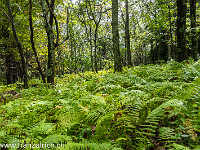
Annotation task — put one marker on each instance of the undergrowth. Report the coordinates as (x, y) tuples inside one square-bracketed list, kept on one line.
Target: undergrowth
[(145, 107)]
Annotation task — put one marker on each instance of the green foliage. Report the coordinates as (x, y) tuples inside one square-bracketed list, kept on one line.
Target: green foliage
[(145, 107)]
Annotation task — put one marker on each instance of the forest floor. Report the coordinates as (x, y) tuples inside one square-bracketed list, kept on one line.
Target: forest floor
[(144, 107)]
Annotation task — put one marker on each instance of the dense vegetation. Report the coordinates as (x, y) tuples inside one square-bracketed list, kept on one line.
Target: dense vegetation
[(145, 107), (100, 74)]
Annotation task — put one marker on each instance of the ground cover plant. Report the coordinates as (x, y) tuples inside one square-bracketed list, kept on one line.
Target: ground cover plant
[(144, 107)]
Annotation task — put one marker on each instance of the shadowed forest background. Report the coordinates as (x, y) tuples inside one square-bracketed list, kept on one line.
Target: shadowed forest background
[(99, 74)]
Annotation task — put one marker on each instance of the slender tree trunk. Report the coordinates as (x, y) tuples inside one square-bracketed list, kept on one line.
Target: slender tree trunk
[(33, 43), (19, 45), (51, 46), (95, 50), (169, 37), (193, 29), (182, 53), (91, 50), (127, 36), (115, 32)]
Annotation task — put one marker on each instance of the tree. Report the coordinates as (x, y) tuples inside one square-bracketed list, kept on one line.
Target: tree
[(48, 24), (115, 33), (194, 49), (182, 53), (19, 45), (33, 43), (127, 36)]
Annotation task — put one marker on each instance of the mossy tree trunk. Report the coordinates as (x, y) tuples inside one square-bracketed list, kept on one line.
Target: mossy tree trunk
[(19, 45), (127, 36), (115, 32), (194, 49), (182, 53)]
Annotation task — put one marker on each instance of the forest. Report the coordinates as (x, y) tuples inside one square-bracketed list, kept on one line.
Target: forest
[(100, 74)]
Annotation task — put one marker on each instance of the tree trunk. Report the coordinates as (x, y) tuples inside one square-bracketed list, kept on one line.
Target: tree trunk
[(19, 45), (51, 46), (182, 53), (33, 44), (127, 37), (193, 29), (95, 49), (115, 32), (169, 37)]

┄┄┄┄┄┄┄┄┄┄┄┄┄┄┄┄┄┄┄┄

* _Problem to work on_
Rewrite the records from the line containing "of the tree." through the end of the records, both included, and keep the requests unchanged. In the answers, offset every x and y coordinate by adding 140.

* _Problem solution_
Annotation task — put one marker on each instance of the tree. Report the coordinates as (x, y) tuples inside one square-bracketed list, kept on one line.
Target: tree
[(188, 164), (255, 173), (334, 189), (322, 193), (159, 185), (173, 183), (267, 176)]
Annotation task — put one marker on each instance of the mossy tree trunk. Report the coordinates as (x, y) tuples inside one square-bracketed list, kept on one line.
Target: mossy tree trunk
[(159, 185), (267, 176), (255, 172), (334, 189), (322, 193)]
Annotation task — put one marker on each instance of the forest. Report the coordinates as (x, y) tuples inside one square-bracketed list, kept on one line.
Target: forest
[(240, 214)]
Annotation task — put one marker on each instance of the tree trunk. Report the coordinates as (x, y) tuples inside one square-bracketed list, kept on one line.
Target: tree trunk
[(159, 185), (191, 186), (322, 193), (173, 184), (267, 177), (333, 169), (235, 189), (255, 172), (309, 177)]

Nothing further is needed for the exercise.